### TASK LIST
A – In the brain injury article, what settlement range in Michigan is given for a moderate TBI with lasting deficits?
B – Reproduce the brain injury article from "The Proof Problem" to "the injury mechanism.", inclusive, substituting "claims examiners" for "adjusters".
C – Summarize the brain injury article in two sentences.

### SUPPLIED TEXT
==================================================

Brain Injuries Don't Show Up on X-Rays. That's the Problem.
You got hit. Maybe it was a car accident on the Lodge Freeway. Maybe you fell at work. Maybe somebody's dog knocked you down in a park. Your head hurt for a few days, then the headaches got worse. You started forgetting things — not big things at first, just where you put your keys, what you had for dinner last night, the name of the client you've been working with for three years. Then the personality changes started. Your spouse says you're irritable. Your boss says your work product isn't what it used to be. Your kids say you're "different."
That's what a traumatic brain injury looks like from the inside. And here's what makes TBI cases so difficult from a legal perspective: the standard imaging — CT scans, conventional MRIs — often comes back "normal." The insurance company sees "normal" brain scan results and assumes you're exaggerating. You're not. The scan just isn't sensitive enough to detect the injury.
What Michigan TBI Cases Are Actually Worth
TBI settlement values in Michigan span an enormous range because the injury itself spans an enormous range. A concussion with full recovery is fundamentally different from a diffuse axonal injury with permanent cognitive impairment.
Mild TBI / concussion with recovery: $50,000 to $200,000. These cases typically involve weeks to months of symptoms followed by a return to baseline. The value is driven primarily by medical treatment costs and the duration of work impact.
Moderate TBI with lasting deficits: $250,000 to $750,000. Memory problems that don't fully resolve. Difficulty concentrating. Reduced work capacity. These cases require neuropsychological testing to document the deficits and vocational experts to quantify the earning loss.
Severe TBI with permanent impairment: $1 million to $10 million or more. When someone can't return to work, can't live independently, or needs ongoing cognitive rehabilitation, the lifetime costs are staggering. Future medical care, lost earning capacity over decades, and the profound impact on quality of life all drive value into the millions.
The Proof Problem — and How to Solve It
Insurance adjusters deny TBI claims more aggressively than almost any other injury type because they know the standard imaging often doesn't show the injury. Beating that defense requires specialized diagnostics. Diffusion tensor imaging (DTI) can detect damage to white matter tracts that conventional MRI misses. Comprehensive neuropsychological evaluations — not the 15-minute screening your ER doctor did, but a full-day battery of cognitive tests — can document specific deficits in memory, processing speed, executive function, and attention. Testimony from neurologists and neuropsychologists connects the imaging and testing to the injury mechanism.
Building this evidence takes time and costs money. It also requires working with the right specialists. Koussan Law works with Michigan's top brain injury diagnosticians because proving TBI is half the battle.

==================================================

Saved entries
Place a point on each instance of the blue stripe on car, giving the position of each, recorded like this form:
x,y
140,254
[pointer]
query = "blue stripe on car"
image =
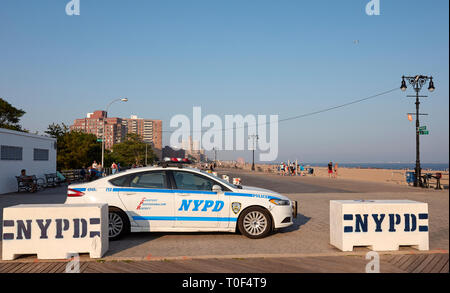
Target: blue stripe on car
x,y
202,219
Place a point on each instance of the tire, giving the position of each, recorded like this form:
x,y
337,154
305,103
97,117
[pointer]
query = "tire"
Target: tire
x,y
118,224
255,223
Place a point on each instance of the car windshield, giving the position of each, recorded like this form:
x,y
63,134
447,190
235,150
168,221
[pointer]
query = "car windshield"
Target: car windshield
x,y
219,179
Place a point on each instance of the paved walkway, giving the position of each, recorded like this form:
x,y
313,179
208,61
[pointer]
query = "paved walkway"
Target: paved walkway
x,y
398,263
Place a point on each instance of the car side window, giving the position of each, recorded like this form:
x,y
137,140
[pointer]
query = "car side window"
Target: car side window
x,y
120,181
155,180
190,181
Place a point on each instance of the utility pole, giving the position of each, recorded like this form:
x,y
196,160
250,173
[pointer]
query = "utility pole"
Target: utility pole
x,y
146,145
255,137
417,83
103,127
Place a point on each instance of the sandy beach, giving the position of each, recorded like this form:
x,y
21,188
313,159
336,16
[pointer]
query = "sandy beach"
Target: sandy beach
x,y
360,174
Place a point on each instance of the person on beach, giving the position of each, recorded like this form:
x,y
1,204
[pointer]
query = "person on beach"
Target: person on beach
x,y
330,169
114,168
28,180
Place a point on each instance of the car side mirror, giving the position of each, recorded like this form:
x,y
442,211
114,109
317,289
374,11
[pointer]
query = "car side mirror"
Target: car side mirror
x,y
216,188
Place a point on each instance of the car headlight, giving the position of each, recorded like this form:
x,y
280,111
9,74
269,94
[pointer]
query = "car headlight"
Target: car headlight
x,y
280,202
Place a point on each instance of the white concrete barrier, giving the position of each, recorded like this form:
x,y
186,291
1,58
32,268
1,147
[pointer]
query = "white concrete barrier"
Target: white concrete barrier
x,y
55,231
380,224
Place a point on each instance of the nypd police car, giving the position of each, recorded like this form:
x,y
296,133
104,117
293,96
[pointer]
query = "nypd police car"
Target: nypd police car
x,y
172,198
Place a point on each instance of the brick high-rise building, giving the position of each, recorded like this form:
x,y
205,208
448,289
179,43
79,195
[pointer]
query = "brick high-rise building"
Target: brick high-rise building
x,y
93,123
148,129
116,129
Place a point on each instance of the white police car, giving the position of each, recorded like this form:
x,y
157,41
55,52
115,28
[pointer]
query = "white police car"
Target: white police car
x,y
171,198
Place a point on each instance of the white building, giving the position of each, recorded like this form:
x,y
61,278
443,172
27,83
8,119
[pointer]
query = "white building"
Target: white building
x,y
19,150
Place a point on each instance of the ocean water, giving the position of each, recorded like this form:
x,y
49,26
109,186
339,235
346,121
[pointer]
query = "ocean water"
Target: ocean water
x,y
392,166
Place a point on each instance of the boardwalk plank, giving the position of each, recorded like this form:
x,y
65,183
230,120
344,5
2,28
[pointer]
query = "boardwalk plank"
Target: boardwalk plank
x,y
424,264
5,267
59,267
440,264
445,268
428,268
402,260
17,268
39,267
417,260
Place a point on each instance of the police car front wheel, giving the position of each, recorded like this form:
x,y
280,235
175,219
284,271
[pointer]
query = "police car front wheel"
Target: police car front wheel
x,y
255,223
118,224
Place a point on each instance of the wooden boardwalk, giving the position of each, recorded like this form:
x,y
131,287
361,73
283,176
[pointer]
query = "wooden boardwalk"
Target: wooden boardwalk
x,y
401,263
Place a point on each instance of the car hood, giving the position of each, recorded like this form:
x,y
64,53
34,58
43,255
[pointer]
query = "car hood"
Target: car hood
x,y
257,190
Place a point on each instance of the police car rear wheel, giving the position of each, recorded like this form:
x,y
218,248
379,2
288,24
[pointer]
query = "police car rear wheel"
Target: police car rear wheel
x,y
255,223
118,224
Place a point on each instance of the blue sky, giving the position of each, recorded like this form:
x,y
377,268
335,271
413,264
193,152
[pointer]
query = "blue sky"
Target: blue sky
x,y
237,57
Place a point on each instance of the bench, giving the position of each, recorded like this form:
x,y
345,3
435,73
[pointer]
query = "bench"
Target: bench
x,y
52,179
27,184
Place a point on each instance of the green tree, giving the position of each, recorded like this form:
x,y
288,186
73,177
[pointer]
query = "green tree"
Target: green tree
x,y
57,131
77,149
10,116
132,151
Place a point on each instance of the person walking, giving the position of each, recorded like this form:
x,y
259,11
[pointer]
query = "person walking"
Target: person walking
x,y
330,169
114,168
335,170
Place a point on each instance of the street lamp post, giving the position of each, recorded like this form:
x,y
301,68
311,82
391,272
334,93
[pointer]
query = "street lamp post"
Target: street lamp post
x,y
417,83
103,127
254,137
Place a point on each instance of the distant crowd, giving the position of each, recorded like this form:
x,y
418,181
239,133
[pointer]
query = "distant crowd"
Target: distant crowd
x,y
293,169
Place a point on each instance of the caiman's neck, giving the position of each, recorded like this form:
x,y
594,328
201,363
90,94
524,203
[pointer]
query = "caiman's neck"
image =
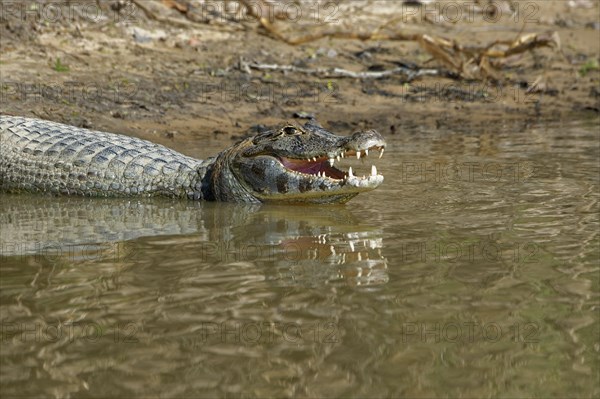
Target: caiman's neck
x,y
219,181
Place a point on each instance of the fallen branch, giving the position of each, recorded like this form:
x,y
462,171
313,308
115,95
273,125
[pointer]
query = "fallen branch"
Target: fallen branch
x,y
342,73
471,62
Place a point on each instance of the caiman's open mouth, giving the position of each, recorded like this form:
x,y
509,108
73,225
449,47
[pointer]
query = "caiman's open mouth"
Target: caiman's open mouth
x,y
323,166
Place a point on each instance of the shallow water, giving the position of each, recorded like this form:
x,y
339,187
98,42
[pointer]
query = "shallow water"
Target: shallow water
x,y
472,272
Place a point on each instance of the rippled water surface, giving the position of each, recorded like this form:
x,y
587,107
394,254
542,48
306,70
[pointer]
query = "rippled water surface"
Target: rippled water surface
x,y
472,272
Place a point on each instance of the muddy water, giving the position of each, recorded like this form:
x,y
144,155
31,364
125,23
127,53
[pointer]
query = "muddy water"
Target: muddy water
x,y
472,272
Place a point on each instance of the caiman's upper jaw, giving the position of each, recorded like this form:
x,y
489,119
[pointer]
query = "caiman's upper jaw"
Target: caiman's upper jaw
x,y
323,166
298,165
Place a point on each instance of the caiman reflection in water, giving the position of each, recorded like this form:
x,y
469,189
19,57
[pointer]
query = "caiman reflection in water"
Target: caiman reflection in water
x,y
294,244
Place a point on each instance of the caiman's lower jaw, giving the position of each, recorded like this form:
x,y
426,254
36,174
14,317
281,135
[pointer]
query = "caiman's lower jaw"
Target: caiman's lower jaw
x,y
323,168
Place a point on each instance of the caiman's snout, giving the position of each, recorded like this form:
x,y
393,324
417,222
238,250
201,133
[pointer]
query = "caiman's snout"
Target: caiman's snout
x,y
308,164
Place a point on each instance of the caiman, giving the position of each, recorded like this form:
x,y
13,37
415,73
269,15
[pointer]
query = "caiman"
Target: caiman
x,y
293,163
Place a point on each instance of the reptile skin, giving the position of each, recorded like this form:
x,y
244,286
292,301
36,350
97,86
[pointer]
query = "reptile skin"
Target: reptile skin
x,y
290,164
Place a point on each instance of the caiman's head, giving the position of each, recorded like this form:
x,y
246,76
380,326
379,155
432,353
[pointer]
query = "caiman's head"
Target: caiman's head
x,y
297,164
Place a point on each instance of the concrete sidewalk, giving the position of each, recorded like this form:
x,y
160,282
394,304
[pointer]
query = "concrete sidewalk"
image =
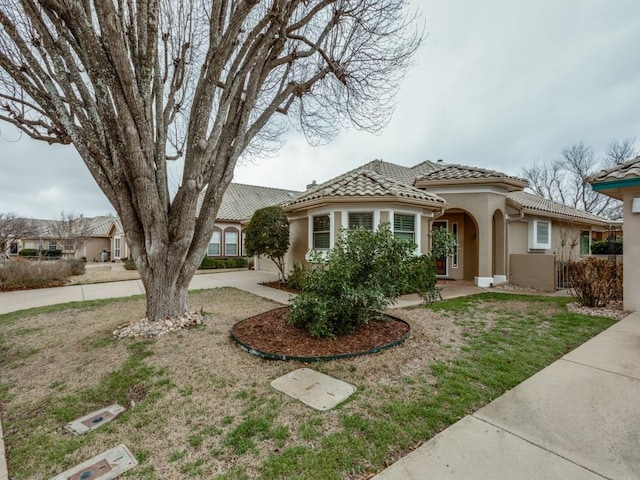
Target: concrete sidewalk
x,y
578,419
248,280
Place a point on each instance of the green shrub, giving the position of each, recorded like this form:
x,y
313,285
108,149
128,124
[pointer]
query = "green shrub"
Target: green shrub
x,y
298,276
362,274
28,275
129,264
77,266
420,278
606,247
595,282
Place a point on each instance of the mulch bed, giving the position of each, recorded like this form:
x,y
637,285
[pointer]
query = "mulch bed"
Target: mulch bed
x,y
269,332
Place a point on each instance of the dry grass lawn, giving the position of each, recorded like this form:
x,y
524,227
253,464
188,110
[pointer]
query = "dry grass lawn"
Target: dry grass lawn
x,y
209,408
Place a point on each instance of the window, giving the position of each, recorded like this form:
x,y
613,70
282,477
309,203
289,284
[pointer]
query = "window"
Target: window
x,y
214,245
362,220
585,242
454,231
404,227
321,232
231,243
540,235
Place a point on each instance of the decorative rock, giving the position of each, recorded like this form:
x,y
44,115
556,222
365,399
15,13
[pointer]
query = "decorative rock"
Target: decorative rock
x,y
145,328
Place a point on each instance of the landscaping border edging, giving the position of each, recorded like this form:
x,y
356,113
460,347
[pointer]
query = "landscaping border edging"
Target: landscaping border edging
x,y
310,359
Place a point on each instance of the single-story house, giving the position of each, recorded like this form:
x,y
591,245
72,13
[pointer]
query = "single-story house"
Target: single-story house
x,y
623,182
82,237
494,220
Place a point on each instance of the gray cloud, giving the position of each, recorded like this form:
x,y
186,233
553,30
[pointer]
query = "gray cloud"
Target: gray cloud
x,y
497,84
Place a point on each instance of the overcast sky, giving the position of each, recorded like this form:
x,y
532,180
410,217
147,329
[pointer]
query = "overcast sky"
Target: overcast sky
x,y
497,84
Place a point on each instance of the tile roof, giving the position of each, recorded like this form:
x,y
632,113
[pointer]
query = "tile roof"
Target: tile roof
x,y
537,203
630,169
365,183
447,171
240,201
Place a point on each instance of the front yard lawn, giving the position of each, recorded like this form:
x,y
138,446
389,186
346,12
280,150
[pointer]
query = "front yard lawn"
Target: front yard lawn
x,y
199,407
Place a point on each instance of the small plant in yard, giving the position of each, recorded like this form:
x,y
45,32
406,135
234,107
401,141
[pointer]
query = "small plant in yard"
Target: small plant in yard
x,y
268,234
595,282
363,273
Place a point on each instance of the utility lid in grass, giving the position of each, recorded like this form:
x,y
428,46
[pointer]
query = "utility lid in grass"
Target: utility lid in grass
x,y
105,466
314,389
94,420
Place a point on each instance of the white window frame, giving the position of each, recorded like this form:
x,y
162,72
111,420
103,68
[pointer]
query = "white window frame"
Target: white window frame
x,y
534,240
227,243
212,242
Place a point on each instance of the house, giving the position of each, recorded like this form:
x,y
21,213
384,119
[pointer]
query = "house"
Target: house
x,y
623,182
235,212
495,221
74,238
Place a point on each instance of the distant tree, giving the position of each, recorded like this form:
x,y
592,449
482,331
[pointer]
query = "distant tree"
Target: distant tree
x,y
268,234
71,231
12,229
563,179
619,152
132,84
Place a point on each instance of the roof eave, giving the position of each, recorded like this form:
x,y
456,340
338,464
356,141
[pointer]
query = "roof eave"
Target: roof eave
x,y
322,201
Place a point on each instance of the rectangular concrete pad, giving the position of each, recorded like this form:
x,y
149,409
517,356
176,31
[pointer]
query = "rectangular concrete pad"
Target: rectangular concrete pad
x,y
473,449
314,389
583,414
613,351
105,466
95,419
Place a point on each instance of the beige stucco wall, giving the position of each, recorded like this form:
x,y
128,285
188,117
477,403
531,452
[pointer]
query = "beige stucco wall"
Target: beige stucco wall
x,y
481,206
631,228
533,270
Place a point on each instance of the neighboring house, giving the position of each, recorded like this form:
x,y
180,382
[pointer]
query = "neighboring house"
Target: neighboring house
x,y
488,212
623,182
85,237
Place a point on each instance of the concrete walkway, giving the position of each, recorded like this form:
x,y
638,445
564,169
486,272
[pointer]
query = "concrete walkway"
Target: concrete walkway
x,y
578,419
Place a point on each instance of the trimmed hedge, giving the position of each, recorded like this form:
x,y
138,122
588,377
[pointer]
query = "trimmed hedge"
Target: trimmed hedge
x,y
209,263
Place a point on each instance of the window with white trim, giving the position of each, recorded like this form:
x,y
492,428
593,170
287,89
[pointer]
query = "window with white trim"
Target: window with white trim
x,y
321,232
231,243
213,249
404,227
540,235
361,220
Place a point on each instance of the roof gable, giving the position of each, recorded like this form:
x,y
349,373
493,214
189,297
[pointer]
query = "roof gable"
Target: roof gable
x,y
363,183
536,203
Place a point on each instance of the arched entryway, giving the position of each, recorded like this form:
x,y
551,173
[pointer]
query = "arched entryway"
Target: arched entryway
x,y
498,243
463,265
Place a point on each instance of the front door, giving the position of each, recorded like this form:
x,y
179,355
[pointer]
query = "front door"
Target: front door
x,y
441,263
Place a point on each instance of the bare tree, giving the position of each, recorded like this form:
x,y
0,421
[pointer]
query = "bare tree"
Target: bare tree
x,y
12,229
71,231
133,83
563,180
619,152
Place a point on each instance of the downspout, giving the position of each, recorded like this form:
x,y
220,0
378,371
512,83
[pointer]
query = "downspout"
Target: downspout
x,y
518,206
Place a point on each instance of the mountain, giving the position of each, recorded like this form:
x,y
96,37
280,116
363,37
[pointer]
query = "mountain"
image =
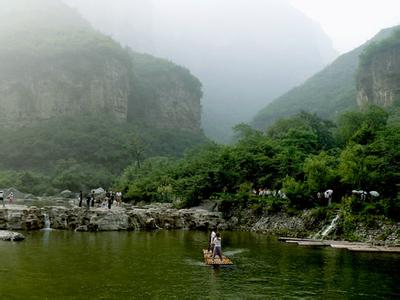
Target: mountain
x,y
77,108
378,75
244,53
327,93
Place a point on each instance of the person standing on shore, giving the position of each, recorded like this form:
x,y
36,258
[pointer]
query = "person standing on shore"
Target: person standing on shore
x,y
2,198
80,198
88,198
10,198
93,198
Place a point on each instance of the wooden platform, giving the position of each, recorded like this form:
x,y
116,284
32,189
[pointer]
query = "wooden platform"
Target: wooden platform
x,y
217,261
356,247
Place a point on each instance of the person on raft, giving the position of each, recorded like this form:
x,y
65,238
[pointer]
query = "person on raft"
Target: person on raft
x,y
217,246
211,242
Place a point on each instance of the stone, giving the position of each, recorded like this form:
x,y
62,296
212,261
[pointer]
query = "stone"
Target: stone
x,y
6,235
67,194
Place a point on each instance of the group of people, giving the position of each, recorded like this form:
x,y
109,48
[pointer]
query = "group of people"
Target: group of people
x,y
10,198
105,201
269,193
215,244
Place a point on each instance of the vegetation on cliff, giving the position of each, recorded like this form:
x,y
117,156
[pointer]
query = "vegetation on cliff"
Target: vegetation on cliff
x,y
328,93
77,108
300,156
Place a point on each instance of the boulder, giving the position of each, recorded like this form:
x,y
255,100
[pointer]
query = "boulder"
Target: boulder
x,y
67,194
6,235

==================================================

### PER-TASK ANSWERS
A – $250,000 to $750,000.

B –
The Proof Problem — and How to Solve It
Insurance claims examiners deny TBI claims more aggressively than almost any other injury type because they know the standard imaging often doesn't show the injury. Beating that defense requires specialized diagnostics. Diffusion tensor imaging (DTI) can detect damage to white matter tracts that conventional MRI misses. Comprehensive neuropsychological evaluations — not the 15-minute screening your ER doctor did, but a full-day battery of cognitive tests — can document specific deficits in memory, processing speed, executive function, and attention. Testimony from neurologists and neuropsychologists connects the imaging and testing to the injury mechanism.

C – Traumatic brain injuries often do not appear on standard CT scans or conventional MRIs, which leads insurers to assume claimants are exaggerating, and Michigan settlement values range from $50,000 for a mild concussion with recovery to $10 million or more for severe permanent impairment. Proving these injuries requires specialized diagnostics such as diffusion tensor imaging and full-day neuropsychological evaluations, along with testimony from neurologists and neuropsychologists.